Task statement →
Pull every line containing the word "cabin" from the records.

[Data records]
⁂

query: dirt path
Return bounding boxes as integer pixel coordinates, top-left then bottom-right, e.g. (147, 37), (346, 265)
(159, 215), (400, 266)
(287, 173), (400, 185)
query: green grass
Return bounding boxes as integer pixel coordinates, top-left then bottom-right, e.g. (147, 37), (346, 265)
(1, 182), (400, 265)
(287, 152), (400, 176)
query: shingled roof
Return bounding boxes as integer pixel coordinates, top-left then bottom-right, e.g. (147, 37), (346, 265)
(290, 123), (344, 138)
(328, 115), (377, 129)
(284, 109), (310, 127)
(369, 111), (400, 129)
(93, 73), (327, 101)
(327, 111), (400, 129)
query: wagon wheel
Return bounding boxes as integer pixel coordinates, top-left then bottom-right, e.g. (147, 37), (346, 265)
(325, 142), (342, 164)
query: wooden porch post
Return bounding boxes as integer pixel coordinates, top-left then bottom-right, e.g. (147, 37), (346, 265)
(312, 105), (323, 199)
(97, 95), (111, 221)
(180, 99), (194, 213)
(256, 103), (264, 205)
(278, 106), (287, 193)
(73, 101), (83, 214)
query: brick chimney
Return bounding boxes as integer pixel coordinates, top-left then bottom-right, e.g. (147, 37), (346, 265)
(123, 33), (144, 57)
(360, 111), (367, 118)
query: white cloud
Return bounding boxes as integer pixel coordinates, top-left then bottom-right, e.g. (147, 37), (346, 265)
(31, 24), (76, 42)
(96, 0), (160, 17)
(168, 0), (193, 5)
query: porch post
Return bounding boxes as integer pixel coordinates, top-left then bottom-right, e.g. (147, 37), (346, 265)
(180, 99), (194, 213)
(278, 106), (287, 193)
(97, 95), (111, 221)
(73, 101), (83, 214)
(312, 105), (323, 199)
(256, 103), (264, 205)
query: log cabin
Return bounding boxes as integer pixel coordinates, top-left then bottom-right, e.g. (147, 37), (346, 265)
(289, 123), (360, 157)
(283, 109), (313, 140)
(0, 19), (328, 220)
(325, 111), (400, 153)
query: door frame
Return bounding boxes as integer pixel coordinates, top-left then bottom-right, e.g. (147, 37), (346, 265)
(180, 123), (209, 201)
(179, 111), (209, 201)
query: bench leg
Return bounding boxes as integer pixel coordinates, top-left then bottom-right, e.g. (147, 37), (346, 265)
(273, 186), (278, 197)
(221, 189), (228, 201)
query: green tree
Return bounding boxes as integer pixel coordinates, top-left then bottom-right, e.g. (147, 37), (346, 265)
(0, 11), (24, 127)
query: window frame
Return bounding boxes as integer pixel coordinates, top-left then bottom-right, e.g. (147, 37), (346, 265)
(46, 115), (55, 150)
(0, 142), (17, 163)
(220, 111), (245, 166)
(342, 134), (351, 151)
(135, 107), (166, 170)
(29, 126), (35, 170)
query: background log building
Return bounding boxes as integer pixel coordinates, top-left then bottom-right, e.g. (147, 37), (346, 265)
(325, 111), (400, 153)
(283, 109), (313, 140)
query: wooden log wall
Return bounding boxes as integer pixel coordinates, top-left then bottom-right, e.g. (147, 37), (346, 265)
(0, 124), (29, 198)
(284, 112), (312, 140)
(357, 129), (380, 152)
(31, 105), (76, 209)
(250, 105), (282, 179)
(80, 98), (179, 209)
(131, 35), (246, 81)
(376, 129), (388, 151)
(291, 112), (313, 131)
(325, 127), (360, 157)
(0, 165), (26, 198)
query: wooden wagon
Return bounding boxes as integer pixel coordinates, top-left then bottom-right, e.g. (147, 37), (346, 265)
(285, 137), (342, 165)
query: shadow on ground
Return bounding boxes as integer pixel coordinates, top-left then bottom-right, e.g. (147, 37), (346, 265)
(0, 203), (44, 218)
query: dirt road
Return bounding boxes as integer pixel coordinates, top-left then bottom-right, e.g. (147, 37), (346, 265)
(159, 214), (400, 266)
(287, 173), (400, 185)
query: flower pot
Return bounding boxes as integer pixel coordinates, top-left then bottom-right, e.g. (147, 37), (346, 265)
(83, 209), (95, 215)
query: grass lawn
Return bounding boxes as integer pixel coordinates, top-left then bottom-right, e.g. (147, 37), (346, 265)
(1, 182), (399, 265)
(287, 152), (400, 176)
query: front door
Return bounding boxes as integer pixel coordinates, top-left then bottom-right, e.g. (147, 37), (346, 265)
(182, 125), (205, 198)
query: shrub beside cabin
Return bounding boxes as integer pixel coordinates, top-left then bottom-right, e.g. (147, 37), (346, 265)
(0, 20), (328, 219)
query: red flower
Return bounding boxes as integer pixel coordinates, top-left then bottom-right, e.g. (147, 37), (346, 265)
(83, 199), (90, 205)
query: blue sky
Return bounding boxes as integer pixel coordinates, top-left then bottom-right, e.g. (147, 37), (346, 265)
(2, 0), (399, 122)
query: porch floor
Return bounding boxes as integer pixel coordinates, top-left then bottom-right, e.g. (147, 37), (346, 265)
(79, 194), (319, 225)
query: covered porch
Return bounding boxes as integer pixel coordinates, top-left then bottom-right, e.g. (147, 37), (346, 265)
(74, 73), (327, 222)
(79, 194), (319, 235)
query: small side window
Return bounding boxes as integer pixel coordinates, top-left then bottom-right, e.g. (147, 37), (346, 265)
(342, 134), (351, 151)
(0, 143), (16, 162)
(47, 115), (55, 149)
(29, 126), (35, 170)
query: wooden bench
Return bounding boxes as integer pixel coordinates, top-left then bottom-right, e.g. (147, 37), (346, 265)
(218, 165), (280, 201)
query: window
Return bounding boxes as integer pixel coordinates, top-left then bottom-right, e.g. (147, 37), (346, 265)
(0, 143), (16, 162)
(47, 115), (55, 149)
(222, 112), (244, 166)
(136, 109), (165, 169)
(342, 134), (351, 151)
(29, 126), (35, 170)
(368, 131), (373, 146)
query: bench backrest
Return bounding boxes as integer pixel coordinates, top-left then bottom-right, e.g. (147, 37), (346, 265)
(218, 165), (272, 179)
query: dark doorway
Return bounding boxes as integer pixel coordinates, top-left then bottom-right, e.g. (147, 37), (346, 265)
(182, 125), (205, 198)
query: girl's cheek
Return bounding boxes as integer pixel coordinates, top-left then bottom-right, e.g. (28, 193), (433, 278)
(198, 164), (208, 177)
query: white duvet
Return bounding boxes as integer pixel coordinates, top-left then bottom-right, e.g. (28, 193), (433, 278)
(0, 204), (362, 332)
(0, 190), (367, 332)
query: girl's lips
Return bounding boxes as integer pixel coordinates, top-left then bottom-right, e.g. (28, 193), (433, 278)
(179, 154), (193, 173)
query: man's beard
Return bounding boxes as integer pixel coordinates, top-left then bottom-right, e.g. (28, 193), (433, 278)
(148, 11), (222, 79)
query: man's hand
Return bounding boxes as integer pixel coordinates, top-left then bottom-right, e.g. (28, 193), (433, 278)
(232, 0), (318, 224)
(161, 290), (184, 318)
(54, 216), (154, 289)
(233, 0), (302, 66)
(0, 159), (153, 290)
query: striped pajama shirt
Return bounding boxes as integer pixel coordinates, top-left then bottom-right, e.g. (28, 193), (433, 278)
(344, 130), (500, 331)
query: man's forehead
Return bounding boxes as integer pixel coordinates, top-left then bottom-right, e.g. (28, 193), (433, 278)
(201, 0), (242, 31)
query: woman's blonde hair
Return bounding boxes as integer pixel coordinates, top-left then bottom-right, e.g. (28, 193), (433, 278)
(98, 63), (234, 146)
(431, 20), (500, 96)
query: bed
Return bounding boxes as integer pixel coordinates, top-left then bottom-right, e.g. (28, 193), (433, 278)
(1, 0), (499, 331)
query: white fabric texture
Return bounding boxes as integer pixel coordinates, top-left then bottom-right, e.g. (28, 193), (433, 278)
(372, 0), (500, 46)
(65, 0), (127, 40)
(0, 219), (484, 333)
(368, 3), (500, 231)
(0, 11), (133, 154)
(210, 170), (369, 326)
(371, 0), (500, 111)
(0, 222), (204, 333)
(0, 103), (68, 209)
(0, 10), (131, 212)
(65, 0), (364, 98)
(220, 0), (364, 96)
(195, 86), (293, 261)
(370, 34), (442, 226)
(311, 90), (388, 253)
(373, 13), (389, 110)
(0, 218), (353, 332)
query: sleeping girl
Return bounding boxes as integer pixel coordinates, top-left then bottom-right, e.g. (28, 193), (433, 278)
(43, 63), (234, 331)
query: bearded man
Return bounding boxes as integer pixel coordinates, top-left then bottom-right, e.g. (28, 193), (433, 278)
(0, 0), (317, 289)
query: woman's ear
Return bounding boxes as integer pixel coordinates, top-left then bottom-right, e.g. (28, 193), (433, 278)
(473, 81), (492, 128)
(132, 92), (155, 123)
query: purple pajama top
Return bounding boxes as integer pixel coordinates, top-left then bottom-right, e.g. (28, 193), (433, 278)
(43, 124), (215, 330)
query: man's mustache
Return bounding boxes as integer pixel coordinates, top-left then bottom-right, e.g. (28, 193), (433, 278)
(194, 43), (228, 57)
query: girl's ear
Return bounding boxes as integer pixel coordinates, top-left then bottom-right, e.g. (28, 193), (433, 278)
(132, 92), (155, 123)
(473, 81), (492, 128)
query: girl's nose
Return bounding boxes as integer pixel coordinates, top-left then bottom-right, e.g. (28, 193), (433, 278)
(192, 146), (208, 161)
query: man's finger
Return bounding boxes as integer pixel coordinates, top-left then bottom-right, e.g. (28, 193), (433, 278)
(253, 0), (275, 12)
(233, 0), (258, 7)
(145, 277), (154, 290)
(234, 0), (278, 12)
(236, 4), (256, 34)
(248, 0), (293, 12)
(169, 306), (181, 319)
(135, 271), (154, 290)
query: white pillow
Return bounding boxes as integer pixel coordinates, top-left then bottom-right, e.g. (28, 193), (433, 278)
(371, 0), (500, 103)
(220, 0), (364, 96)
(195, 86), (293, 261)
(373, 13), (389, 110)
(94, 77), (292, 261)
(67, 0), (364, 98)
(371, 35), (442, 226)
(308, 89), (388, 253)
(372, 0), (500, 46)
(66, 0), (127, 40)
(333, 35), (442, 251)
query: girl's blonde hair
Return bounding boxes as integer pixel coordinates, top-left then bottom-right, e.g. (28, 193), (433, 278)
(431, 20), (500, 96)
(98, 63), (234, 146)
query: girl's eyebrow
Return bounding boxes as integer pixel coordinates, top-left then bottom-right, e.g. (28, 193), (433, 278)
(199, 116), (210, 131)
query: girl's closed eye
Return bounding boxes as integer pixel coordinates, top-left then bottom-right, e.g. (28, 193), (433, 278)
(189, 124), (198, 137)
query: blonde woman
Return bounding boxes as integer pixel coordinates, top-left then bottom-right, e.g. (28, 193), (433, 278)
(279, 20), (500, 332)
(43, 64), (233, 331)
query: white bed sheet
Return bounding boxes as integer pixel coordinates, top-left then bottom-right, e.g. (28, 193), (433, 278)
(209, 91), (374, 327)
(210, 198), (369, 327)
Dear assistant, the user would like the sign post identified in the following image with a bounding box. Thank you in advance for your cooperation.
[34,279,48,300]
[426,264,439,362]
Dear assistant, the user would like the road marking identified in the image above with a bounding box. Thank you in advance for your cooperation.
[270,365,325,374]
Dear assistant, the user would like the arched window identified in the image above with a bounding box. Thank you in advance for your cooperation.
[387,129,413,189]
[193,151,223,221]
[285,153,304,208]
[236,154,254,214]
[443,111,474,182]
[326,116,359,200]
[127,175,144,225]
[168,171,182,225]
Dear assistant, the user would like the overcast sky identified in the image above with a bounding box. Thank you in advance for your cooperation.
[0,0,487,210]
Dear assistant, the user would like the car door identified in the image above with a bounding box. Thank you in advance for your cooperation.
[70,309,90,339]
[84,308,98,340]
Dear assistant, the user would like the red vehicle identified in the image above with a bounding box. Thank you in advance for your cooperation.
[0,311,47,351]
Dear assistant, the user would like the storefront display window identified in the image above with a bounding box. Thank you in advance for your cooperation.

⁂

Written reply →
query: log cabin
query: shrub beside cabin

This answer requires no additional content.